▶ [What is required]: Report every line of the records below that includes the string "wingtip".

Dataset entries:
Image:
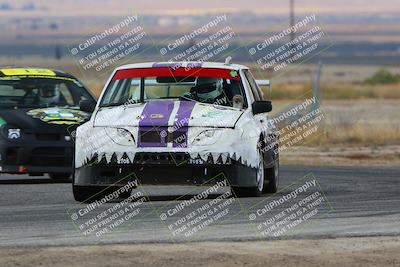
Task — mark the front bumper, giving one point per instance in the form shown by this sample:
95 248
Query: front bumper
165 169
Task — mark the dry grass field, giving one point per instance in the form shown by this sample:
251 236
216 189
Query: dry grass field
359 116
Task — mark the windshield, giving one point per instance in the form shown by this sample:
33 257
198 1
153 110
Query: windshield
17 92
214 86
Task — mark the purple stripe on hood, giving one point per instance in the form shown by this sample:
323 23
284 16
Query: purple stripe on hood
154 119
181 123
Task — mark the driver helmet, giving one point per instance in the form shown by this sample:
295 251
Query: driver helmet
49 94
208 88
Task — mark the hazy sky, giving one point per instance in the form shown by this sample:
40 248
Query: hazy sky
179 7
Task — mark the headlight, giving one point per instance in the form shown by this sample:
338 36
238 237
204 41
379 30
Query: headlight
121 136
207 137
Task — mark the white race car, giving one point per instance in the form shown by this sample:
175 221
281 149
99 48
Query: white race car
177 123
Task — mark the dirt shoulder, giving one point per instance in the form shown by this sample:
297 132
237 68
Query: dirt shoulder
366 251
342 156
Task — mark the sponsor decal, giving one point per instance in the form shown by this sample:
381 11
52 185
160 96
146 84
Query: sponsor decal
157 116
33 72
153 126
14 133
59 116
2 122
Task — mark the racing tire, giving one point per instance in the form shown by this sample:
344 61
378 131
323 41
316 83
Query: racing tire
254 191
272 177
59 176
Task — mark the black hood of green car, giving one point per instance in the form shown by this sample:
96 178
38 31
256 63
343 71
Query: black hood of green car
43 120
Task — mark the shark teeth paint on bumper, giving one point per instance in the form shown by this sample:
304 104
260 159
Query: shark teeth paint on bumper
238 143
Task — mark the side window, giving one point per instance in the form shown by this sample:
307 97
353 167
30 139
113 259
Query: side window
253 85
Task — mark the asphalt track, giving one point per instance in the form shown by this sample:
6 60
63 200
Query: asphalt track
358 201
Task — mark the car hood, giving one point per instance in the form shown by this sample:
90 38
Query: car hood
43 120
168 113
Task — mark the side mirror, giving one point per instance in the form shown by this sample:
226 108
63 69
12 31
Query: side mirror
259 107
87 106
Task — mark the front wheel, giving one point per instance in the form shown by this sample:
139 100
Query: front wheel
257 190
272 176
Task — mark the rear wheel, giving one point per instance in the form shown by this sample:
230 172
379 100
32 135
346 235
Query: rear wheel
59 176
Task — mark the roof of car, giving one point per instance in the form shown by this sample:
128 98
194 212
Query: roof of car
32 72
213 65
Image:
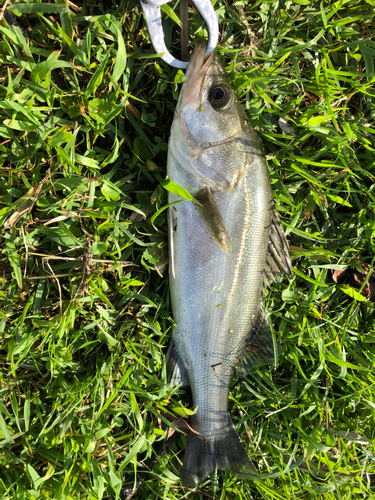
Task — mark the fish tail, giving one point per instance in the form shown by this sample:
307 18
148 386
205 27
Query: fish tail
221 449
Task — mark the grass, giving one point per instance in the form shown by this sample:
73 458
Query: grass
85 113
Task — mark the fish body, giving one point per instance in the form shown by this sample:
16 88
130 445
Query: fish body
223 250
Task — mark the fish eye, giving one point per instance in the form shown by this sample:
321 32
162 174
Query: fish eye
219 96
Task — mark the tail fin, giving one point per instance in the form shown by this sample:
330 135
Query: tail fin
222 450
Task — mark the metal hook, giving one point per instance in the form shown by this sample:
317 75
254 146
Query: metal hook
152 12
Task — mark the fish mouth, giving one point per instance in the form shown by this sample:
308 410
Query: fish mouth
195 73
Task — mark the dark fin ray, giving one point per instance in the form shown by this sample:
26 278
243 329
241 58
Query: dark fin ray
213 220
221 450
259 347
176 370
278 260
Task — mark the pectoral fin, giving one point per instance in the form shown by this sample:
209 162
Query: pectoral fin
213 220
278 260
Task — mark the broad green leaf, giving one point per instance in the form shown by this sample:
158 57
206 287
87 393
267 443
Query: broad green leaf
352 292
176 189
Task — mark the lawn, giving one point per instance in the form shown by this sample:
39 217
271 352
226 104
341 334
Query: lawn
85 318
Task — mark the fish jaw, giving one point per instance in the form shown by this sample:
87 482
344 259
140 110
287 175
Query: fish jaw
211 144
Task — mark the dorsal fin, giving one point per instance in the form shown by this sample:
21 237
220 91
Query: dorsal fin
176 370
278 260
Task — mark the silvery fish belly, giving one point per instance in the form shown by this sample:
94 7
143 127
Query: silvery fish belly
224 251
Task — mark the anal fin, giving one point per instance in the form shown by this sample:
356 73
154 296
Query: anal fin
259 349
176 370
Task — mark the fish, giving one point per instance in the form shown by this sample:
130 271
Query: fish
226 246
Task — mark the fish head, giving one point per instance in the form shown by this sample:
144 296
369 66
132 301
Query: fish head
210 130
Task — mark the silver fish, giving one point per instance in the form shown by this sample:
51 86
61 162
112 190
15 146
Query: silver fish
223 252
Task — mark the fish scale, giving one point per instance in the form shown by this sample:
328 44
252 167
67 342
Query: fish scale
219 260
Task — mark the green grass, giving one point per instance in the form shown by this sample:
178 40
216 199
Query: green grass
84 400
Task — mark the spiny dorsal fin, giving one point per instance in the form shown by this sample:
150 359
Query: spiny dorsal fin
259 346
278 260
213 219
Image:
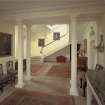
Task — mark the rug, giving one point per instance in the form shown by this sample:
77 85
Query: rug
24 97
60 70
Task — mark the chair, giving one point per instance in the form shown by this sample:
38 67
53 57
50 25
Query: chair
61 59
11 72
4 79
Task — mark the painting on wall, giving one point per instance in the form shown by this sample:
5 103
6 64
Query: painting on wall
56 36
41 42
5 44
85 46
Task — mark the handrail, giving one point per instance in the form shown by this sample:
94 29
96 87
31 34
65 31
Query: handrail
54 40
51 42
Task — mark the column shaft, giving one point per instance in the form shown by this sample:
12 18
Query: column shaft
73 89
28 54
20 56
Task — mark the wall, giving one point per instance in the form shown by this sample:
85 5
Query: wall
7 28
65 52
101 55
91 42
47 34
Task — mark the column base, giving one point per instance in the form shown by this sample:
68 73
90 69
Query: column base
28 78
19 85
74 92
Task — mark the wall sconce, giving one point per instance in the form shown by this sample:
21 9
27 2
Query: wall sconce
100 47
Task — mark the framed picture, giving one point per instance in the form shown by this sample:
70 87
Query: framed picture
85 46
56 36
41 42
5 44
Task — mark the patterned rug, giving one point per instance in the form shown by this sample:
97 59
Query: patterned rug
24 97
60 70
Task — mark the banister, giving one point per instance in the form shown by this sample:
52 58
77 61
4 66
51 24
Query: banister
51 42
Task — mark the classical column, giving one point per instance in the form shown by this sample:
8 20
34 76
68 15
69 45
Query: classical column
89 95
28 52
73 89
20 54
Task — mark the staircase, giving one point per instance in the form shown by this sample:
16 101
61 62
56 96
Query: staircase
52 47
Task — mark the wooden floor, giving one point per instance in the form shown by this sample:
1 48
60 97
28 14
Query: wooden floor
48 84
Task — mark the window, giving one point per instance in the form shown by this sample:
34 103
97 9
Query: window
56 36
41 42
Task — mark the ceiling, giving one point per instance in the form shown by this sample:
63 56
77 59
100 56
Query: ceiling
50 10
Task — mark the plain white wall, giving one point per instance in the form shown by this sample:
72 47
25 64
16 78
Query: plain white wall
7 28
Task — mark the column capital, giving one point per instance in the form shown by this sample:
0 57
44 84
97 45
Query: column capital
19 21
74 16
28 25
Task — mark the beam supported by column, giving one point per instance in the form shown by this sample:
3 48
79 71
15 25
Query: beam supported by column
28 53
73 89
20 54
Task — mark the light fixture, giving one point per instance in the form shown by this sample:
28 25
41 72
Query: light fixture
100 47
92 33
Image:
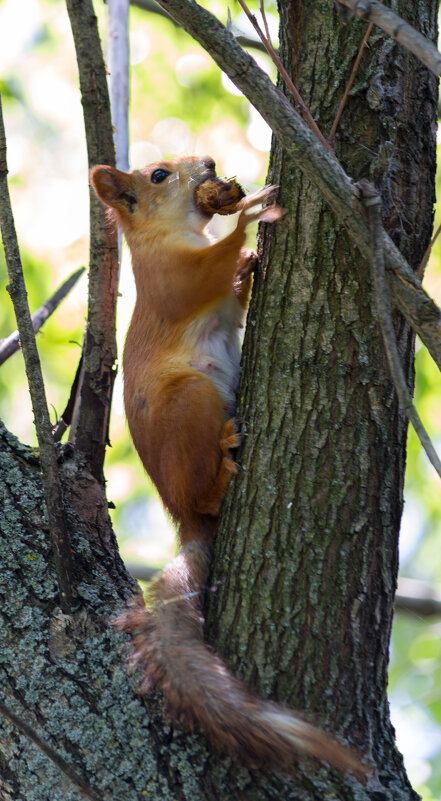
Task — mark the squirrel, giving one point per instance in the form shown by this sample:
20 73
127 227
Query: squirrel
181 366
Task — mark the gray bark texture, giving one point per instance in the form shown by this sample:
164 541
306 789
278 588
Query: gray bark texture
306 556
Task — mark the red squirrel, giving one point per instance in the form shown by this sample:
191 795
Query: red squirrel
181 366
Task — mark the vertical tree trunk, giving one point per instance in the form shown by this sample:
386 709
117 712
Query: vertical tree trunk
306 559
306 566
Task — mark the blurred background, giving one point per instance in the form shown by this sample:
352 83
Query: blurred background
180 104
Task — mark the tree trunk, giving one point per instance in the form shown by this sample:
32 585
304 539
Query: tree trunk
306 567
306 558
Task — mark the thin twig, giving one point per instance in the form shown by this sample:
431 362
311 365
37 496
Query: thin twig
66 418
91 420
373 11
372 202
422 598
48 460
11 344
425 259
350 82
61 763
153 8
266 41
118 62
306 152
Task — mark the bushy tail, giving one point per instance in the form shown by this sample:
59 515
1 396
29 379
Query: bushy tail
199 690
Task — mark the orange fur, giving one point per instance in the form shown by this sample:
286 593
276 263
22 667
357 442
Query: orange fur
181 362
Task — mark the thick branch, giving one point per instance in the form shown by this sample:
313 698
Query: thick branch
90 429
11 344
307 153
397 28
48 461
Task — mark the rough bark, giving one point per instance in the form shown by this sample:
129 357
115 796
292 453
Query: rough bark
306 559
306 566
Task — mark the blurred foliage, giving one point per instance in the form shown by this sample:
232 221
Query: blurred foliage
178 100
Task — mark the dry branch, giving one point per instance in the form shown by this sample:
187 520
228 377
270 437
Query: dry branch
48 460
61 763
266 41
398 29
11 344
372 202
307 153
153 8
91 418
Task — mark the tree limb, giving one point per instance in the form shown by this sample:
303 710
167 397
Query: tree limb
61 763
307 153
372 201
418 597
153 8
11 344
118 59
91 421
48 460
398 29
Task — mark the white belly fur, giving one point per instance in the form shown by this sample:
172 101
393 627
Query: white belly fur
217 336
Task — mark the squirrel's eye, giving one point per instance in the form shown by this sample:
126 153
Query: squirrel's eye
158 176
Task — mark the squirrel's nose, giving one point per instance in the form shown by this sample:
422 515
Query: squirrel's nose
209 162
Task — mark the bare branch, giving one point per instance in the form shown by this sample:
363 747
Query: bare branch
90 427
48 460
350 81
372 202
398 29
275 58
425 259
11 344
66 418
153 8
118 61
61 763
307 153
418 597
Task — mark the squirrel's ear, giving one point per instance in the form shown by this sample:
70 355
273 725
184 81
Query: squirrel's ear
113 187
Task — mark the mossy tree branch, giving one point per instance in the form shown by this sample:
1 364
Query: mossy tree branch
91 421
48 460
306 152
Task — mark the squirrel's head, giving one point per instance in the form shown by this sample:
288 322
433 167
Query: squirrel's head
158 198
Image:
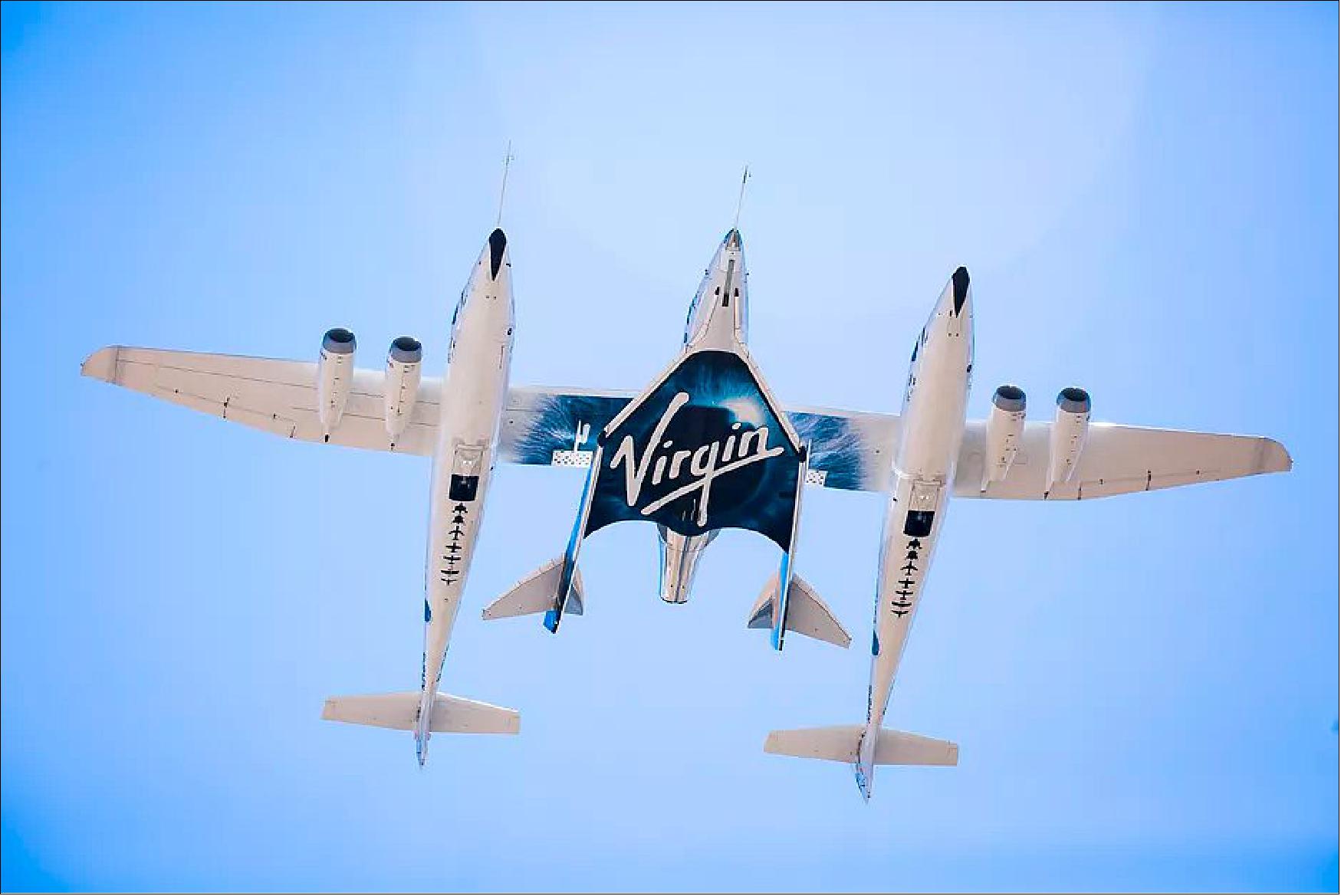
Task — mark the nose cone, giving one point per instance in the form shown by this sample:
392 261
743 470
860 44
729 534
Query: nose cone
498 252
959 289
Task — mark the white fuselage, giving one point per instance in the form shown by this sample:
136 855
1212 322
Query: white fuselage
719 318
472 397
931 429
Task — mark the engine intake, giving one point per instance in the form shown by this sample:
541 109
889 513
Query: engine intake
404 363
1069 431
1004 431
334 377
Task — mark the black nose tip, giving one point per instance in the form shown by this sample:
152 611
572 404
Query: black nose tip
498 241
961 284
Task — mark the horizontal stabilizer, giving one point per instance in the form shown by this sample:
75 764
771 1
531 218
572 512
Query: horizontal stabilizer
843 742
537 593
807 613
451 714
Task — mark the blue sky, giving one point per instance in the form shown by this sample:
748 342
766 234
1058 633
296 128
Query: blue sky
1144 688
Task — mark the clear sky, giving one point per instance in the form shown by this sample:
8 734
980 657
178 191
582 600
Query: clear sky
1144 690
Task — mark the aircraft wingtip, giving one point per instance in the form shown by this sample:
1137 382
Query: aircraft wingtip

▶ [Answer below]:
Task — mark the aircraft wingtip, giving one point per instance in the form shown by this sample:
Query: aircraft wingtip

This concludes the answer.